Exercise instructions:
The lines to copy are those with "green" in them. Pull each one from the entries below.

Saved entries
BEGIN

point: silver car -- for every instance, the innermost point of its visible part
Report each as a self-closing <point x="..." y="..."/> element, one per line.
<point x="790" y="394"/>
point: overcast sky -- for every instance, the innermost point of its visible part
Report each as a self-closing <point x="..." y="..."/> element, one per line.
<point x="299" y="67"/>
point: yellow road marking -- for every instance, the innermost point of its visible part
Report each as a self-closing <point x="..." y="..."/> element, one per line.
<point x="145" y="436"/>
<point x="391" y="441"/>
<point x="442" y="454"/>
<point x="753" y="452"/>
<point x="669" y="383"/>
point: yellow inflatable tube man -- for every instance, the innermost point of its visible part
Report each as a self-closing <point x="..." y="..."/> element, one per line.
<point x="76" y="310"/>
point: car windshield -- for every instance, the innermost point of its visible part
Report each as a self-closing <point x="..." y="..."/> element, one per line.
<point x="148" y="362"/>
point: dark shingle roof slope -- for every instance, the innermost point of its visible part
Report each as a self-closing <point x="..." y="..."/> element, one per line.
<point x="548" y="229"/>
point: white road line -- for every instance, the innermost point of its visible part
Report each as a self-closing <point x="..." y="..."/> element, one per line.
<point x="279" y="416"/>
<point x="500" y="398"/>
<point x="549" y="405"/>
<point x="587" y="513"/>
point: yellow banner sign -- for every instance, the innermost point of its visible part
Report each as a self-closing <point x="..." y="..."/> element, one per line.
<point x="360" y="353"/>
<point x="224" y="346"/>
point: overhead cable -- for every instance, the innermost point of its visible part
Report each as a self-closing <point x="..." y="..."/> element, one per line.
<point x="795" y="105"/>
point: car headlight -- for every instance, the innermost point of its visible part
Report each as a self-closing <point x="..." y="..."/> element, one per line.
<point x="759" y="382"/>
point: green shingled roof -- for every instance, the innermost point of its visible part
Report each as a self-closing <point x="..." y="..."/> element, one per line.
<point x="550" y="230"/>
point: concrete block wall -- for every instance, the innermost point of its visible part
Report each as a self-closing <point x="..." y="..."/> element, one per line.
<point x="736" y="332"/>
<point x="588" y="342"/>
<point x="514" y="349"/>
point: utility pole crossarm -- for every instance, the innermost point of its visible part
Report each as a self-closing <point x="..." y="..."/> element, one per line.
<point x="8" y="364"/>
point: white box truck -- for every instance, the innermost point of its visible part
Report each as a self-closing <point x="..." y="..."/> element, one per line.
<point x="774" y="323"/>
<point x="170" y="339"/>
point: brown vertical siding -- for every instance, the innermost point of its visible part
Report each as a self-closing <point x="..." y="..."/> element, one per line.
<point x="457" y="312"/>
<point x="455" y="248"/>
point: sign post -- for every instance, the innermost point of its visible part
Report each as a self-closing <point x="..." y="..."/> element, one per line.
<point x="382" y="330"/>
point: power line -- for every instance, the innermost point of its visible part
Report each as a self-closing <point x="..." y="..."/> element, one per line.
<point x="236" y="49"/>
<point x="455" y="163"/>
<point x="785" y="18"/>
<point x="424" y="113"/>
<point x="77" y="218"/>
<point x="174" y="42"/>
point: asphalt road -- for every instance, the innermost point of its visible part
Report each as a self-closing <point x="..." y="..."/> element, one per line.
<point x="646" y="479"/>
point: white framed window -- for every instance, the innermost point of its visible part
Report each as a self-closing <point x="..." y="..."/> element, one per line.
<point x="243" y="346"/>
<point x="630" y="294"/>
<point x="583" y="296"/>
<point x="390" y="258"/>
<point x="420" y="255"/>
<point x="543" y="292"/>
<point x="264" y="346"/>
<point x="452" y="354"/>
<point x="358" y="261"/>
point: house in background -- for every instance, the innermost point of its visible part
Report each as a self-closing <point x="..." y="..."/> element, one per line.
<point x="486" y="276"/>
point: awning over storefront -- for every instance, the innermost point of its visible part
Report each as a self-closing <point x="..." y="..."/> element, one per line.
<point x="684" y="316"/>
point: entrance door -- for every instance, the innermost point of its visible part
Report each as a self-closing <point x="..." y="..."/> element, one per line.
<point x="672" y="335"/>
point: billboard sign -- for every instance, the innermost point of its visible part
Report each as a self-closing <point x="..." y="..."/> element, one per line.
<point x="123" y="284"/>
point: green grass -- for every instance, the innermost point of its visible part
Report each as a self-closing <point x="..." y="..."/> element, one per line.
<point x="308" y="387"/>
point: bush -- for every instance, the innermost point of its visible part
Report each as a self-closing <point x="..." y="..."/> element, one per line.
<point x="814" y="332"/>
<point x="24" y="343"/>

END

Exercise result:
point: green shingled roof -- for every instance, the innermost point of its visible part
point: green grass -- for every instance, the innermost point of its visible part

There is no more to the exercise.